→ What is asked: In the rows below, duplicate the lines word for word, starting at the line that contains "# point at: wheelhouse" and stopping after the line that contains "x=342, y=183". Include both of those lines and nothing beyond them.

→ Labeled-object pointing entries:
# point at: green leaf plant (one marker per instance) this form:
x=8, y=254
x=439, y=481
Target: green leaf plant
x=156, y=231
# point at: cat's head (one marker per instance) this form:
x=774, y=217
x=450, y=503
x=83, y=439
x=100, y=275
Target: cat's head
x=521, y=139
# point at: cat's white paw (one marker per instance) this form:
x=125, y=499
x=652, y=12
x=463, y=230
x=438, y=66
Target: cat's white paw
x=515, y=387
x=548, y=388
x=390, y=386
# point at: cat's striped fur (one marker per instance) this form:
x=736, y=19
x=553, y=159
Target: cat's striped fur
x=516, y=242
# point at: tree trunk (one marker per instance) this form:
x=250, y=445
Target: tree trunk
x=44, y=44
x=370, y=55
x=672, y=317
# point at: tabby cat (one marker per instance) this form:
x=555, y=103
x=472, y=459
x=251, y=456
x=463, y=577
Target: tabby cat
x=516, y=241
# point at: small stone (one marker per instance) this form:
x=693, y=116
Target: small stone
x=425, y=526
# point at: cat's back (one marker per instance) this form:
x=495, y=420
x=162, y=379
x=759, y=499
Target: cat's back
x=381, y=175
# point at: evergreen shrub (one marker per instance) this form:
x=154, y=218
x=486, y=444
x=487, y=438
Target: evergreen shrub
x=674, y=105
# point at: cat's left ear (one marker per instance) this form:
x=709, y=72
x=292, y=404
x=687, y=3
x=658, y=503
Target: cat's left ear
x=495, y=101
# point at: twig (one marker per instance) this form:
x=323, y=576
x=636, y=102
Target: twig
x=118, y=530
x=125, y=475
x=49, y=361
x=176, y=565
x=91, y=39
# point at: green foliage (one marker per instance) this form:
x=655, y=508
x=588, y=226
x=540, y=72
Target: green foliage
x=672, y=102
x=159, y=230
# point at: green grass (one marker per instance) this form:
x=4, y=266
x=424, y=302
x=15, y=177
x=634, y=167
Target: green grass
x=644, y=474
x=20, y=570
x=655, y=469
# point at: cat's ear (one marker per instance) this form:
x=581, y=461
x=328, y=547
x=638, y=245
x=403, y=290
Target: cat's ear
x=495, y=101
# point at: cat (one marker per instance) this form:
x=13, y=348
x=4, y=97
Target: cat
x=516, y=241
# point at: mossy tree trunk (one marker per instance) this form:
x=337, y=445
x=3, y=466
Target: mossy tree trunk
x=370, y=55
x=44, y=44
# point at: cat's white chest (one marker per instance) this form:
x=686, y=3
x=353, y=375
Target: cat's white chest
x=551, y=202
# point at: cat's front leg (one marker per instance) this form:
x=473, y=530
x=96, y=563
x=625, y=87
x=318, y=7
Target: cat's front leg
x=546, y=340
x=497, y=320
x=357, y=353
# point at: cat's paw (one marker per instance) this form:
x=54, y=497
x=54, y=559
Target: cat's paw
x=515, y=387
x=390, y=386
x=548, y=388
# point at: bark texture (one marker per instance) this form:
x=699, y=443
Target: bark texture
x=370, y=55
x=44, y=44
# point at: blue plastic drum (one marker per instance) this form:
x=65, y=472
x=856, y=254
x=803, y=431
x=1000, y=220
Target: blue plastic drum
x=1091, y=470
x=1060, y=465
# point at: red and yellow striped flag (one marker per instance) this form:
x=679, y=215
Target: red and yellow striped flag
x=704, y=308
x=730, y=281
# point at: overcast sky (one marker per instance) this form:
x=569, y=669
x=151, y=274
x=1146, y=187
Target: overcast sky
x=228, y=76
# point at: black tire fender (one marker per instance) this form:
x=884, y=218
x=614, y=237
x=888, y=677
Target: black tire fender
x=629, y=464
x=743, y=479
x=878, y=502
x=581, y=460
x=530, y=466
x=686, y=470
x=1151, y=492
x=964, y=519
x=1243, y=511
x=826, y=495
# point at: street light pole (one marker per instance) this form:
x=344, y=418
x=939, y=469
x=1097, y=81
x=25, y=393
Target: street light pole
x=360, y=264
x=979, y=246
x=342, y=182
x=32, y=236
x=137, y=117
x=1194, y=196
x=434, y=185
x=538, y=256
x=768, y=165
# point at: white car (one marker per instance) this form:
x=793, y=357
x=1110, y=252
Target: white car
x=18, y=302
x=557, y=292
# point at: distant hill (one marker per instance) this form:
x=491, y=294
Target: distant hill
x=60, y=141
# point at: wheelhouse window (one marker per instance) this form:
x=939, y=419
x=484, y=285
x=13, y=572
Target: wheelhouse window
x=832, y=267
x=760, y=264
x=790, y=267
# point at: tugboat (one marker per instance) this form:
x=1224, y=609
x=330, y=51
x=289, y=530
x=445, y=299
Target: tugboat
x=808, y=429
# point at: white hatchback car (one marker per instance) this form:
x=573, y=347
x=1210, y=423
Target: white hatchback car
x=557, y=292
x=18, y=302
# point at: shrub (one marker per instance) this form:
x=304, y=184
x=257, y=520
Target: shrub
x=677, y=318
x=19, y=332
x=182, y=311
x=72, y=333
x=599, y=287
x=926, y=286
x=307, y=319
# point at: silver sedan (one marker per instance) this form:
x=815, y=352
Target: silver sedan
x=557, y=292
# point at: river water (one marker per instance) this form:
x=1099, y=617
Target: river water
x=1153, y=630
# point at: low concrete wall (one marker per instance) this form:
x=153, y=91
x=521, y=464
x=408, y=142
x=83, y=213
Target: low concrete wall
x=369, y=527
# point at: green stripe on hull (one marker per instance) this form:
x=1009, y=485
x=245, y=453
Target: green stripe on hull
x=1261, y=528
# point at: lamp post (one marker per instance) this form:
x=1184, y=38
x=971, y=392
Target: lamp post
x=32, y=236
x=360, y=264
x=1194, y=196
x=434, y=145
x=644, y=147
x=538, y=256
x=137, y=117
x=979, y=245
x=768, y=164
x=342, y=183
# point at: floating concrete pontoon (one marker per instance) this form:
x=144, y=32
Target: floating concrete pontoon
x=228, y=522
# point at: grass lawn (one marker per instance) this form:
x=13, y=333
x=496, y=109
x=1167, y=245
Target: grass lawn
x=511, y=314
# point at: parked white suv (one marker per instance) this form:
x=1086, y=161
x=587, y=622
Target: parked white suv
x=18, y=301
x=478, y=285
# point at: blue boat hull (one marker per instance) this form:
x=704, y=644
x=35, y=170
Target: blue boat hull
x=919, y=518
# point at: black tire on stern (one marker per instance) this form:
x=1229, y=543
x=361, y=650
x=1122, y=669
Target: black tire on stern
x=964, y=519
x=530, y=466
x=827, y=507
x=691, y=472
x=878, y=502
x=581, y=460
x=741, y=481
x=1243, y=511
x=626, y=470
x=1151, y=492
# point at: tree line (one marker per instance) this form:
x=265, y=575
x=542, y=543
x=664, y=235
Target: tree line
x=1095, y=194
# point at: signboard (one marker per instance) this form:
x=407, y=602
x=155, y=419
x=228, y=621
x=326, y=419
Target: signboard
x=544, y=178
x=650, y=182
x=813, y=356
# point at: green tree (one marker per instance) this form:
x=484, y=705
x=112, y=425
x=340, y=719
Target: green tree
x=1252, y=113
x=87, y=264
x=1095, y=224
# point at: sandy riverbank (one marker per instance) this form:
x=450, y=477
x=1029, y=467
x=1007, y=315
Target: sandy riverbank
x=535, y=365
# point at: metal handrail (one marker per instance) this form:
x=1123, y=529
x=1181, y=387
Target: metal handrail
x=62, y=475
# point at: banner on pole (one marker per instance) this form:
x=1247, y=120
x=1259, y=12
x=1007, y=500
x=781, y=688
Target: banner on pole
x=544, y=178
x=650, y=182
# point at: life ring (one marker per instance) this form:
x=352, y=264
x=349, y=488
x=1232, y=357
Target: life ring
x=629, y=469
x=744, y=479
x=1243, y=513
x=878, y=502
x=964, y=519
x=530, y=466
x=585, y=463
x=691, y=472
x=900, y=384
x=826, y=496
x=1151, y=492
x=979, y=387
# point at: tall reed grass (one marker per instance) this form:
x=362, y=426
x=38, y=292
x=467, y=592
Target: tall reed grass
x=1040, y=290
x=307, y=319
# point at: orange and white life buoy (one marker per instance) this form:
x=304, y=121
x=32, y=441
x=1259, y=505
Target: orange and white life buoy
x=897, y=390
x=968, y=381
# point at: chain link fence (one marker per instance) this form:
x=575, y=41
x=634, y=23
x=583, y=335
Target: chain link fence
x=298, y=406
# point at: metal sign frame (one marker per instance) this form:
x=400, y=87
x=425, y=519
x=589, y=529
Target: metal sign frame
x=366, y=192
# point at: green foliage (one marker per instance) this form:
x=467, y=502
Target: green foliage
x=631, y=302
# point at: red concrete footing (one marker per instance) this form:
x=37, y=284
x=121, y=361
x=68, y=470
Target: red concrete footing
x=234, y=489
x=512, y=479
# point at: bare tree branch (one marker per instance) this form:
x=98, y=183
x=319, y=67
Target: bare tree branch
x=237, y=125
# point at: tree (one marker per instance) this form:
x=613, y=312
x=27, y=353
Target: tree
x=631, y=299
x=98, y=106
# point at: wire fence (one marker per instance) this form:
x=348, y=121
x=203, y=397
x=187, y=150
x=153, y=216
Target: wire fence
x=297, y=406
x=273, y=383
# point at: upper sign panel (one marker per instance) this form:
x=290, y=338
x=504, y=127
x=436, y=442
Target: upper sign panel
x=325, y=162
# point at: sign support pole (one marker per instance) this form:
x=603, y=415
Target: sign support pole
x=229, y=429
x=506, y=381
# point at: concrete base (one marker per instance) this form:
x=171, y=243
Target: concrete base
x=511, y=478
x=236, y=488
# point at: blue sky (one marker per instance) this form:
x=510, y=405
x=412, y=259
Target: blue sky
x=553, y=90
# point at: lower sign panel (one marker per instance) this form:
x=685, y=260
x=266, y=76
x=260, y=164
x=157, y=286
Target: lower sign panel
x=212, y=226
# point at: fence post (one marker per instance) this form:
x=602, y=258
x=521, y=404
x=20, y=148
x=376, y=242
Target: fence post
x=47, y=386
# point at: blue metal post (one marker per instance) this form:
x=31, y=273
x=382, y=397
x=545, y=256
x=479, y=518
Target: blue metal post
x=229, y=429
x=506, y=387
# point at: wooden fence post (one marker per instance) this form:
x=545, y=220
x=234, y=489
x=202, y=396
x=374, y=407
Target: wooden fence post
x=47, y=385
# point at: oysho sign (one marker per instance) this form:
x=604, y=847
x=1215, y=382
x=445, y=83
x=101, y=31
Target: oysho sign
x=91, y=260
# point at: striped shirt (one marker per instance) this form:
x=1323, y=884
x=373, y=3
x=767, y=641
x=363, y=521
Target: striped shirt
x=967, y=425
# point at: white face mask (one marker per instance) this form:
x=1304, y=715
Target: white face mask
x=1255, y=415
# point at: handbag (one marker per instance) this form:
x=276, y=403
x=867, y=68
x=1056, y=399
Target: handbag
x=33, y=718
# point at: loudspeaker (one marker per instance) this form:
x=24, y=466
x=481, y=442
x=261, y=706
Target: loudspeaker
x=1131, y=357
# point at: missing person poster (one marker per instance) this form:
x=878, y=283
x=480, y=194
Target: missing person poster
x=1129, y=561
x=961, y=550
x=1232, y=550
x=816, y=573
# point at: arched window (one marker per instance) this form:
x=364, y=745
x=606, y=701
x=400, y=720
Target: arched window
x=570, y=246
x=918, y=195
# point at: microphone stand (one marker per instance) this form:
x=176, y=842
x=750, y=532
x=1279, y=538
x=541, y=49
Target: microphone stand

→ Finished answer:
# point at: wheelhouse window (one marker per instance) this form:
x=939, y=419
x=484, y=285
x=13, y=572
Target: wheelhouse window
x=832, y=267
x=760, y=264
x=790, y=267
# point at: tugboat (one marker per instance) this form:
x=1224, y=609
x=330, y=51
x=289, y=530
x=445, y=299
Target: tugboat
x=808, y=429
# point at: white hatchback car (one marker per instance) this form:
x=573, y=347
x=1210, y=423
Target: white hatchback car
x=557, y=292
x=18, y=302
# point at: shrub (one marker per instance) this form:
x=304, y=184
x=257, y=520
Target: shrub
x=677, y=318
x=19, y=332
x=182, y=311
x=72, y=333
x=599, y=287
x=926, y=286
x=307, y=319
# point at: silver sedan (one marker per instance) this form:
x=815, y=352
Target: silver sedan
x=557, y=292
# point at: river water (one marker per instance) this form:
x=1099, y=617
Target: river water
x=1153, y=630
# point at: low concrete wall (one marker per instance) this form:
x=153, y=91
x=521, y=464
x=408, y=142
x=83, y=213
Target: low concrete wall
x=369, y=527
# point at: green stripe on hull (one marker per instance) this form:
x=1009, y=485
x=245, y=453
Target: green stripe on hull
x=1261, y=528
# point at: lamp post (one marker per instance) this form:
x=1184, y=38
x=971, y=392
Target: lamp post
x=32, y=236
x=360, y=264
x=1194, y=196
x=434, y=145
x=644, y=147
x=538, y=256
x=137, y=117
x=979, y=245
x=768, y=164
x=342, y=183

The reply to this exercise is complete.